> _Text shown_:
- - - - - - -
By Julie Bykowicz, Bloomberg News (TNS)

Texas Senator Ted Cruz, who said Monday he is running for president, must raise at least $30 million, his advisers say, to be competitive in a sprawling Republican primary field that will be financially dominated by former Florida Governor Jeb Bush. Cruz hopes to raise as much as $50 million, still half what Bush’s team set as a goal for early 2015 but also potentially more than any other GOP contender.

How Cruz gets there will come down to balancing two kinds of donors, his advisers argue: those who can raise tens of thousands of dollars from friends and those who regularly chip in a few bucks via online donations.

Cruz is already showing strength with large donors, his advisers say, with a packed guest list for his kickoff fundraiser March 31 in Houston. Each of the 29 listed co-hosts has pledged to raise at least $50,000, giving him $1.5 million right out of the gate.

But a review of Cruz’s campaign finances shows surprising weakness when it comes to small donors. Contributors giving Cruz less than $200 per election cycle made up just 16 percent of his funding base through the end of 2014, compared to Kentucky Senator Rand Paul’s 43 percent, according to the Center for Responsive Politics. Paul is expected to announce his own presidential intentions on April 7.
- - - - - - -
Excerpts from a point labeling dataset
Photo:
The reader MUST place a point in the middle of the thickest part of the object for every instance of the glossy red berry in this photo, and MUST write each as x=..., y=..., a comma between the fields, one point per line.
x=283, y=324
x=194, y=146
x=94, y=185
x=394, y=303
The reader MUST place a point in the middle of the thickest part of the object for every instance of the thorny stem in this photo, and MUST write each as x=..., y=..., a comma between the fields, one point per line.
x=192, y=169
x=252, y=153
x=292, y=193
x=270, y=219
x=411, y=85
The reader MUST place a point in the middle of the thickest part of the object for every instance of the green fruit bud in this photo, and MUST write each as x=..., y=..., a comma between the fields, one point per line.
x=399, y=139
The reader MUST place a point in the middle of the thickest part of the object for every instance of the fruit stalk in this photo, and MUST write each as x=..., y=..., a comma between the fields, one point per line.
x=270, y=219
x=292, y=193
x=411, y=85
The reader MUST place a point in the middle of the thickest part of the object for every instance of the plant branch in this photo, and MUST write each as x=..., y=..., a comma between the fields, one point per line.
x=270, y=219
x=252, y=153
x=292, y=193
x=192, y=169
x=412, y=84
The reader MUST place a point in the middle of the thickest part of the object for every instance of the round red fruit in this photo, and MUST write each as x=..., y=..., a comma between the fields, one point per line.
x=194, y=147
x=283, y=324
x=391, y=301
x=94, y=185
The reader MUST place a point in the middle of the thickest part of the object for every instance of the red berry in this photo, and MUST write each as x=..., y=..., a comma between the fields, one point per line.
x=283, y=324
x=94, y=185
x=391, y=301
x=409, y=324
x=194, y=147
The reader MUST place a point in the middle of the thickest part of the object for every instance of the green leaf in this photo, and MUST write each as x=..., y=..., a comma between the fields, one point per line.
- - - - - - -
> _Written exercise_:
Reproduce the passage from the article on Ted Cruz's campaign fundraising, starting with "Texas Senator Ted" and going on through "other GOP contender.".

> _Exercise output_:
Texas Senator Ted Cruz, who said Monday he is running for president, must raise at least $30 million, his advisers say, to be competitive in a sprawling Republican primary field that will be financially dominated by former Florida Governor Jeb Bush. Cruz hopes to raise as much as $50 million, still half what Bush’s team set as a goal for early 2015 but also potentially more than any other GOP contender.